↓

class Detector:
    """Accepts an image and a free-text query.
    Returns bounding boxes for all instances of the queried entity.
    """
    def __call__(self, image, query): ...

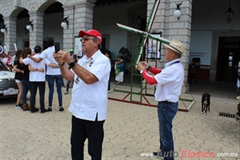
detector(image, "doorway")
[216,37,240,82]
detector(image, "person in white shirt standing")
[54,30,111,160]
[30,38,64,111]
[138,39,186,160]
[22,46,50,113]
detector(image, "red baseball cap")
[79,29,102,44]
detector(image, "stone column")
[29,11,44,48]
[63,6,77,51]
[4,16,17,55]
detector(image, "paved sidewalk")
[0,82,240,160]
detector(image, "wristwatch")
[69,61,76,69]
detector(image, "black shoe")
[59,107,64,112]
[30,108,39,113]
[153,151,164,159]
[40,108,48,113]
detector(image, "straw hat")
[163,39,186,56]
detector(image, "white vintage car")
[0,60,18,98]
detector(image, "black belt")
[158,101,174,103]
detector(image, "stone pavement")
[0,84,240,160]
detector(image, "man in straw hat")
[138,39,186,160]
[54,29,111,160]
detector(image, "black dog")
[202,93,211,113]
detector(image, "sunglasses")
[80,37,95,42]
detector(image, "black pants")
[30,82,45,110]
[71,116,104,160]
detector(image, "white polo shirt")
[154,59,184,102]
[23,53,50,82]
[40,46,62,75]
[69,50,111,121]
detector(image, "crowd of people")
[0,38,79,113]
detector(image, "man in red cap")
[54,29,111,160]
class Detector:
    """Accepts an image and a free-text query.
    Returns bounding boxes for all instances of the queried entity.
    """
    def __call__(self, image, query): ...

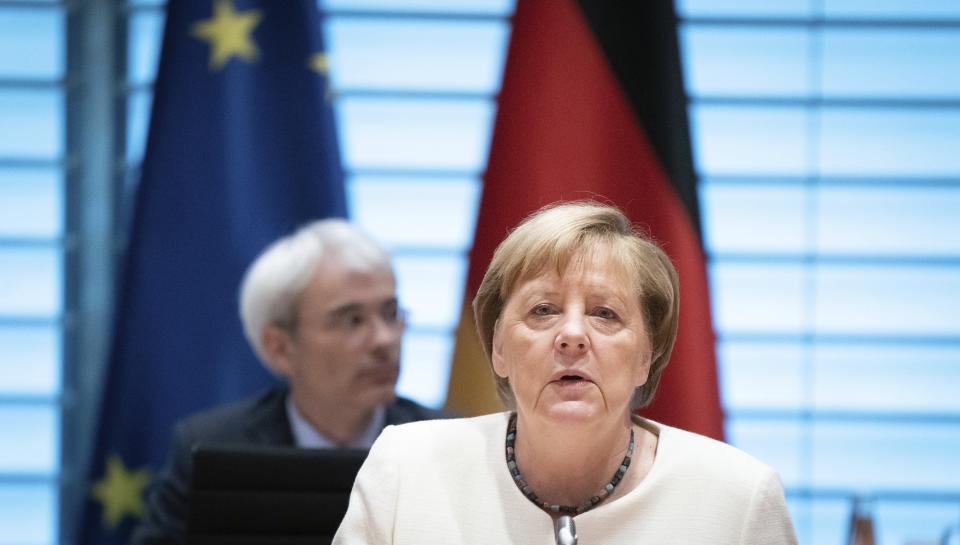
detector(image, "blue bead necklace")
[506,413,634,515]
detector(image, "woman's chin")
[546,400,603,425]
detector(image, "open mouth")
[556,374,590,386]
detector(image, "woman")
[334,202,796,545]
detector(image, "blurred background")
[0,0,960,545]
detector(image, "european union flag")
[81,0,346,544]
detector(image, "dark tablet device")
[187,445,367,545]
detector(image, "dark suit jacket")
[130,386,454,545]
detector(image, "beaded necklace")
[506,413,634,515]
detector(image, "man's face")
[276,256,403,411]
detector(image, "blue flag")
[81,0,346,544]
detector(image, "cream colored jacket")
[333,413,797,545]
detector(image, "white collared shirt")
[286,395,387,449]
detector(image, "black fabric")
[577,0,702,234]
[130,386,454,545]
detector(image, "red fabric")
[468,0,723,439]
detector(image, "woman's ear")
[633,351,654,388]
[490,320,510,378]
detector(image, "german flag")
[447,0,723,438]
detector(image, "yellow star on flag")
[92,454,150,528]
[191,0,263,70]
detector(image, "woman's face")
[493,252,651,424]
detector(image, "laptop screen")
[188,444,367,545]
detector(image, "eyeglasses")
[325,303,407,336]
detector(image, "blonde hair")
[473,201,680,409]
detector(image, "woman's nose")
[554,317,590,354]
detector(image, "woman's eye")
[593,307,617,320]
[533,305,553,316]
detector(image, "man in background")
[131,219,450,545]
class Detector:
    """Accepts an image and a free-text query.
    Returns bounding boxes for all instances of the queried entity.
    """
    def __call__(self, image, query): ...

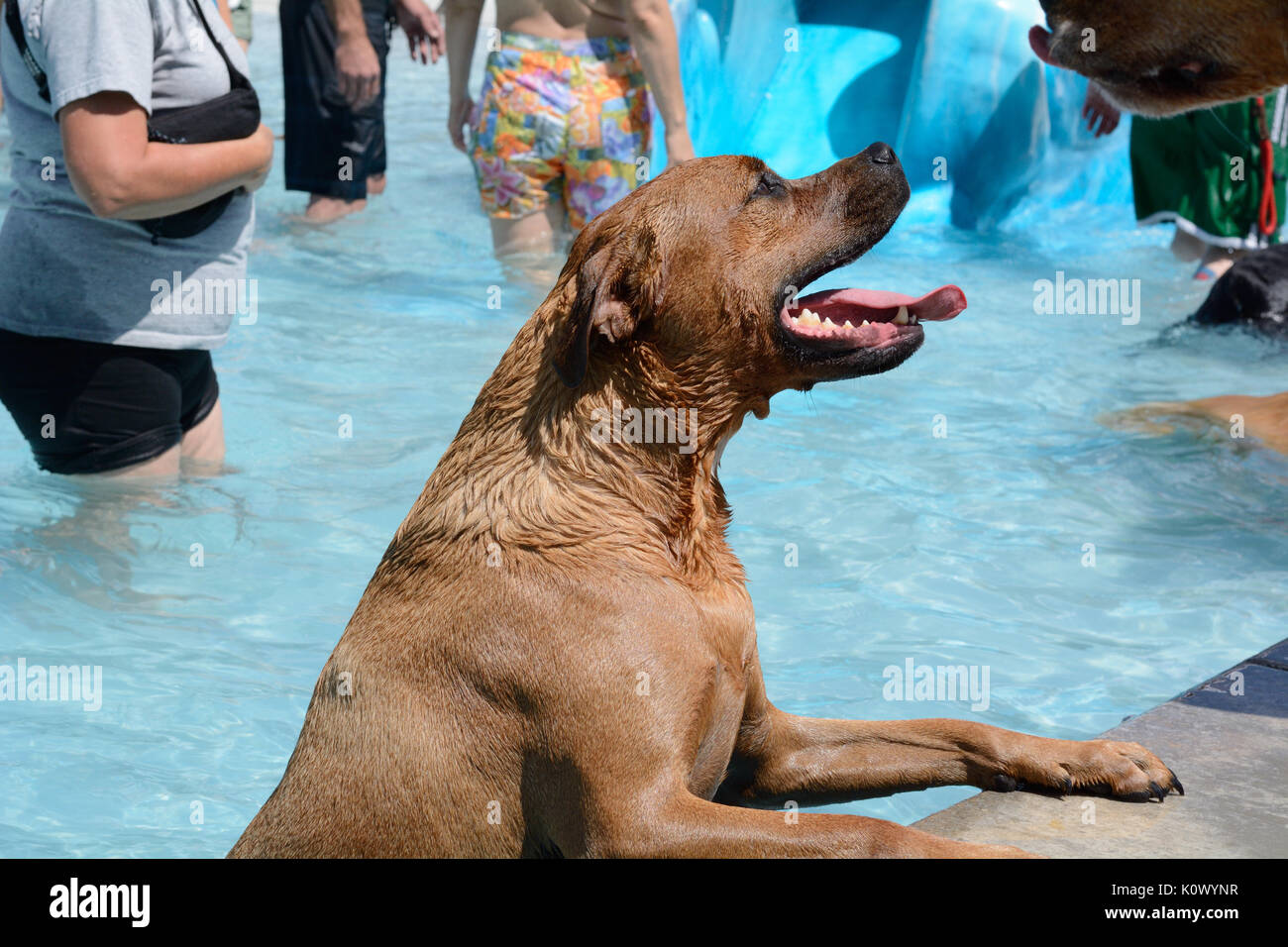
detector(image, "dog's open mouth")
[1029,26,1223,115]
[778,286,966,352]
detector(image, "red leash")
[1252,95,1279,237]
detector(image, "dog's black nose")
[863,142,899,164]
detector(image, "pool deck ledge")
[915,640,1288,858]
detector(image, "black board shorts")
[285,0,390,201]
[0,329,219,474]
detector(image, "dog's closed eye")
[747,171,787,200]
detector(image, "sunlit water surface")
[0,18,1288,856]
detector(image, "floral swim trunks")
[471,33,652,230]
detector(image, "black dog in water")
[1189,244,1288,342]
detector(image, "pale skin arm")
[443,0,483,152]
[323,0,380,108]
[58,91,273,220]
[626,0,693,164]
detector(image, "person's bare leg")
[492,202,567,257]
[303,194,368,224]
[179,399,226,476]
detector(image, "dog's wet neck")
[386,323,760,586]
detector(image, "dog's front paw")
[993,740,1185,802]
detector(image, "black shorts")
[0,329,219,474]
[285,0,390,201]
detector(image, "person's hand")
[394,0,445,63]
[335,33,380,108]
[1082,82,1124,138]
[664,128,696,167]
[242,123,273,193]
[447,95,474,155]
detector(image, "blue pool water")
[0,18,1288,856]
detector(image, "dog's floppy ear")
[554,227,661,388]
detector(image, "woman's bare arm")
[58,91,273,220]
[443,0,483,151]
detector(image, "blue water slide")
[658,0,1130,230]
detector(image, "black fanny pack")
[4,0,261,244]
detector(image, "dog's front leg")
[588,792,1037,858]
[716,706,1185,808]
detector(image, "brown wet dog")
[231,145,1180,857]
[1100,391,1288,455]
[1029,0,1288,116]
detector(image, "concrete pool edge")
[914,639,1288,858]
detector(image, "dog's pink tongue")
[796,286,966,322]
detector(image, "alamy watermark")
[0,657,103,712]
[1033,269,1140,326]
[150,269,259,326]
[590,398,698,454]
[881,657,989,711]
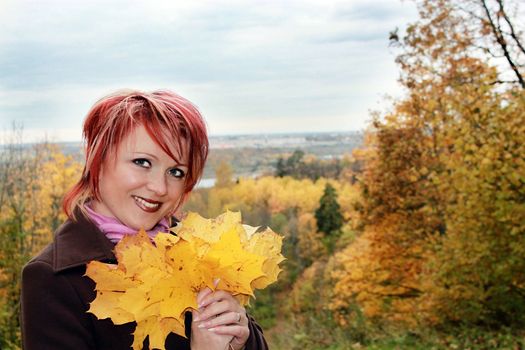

↑

• [Stated goal] How many lines in the items above contain the string "mouth"? Reply with the number alone.

• [Final result] 2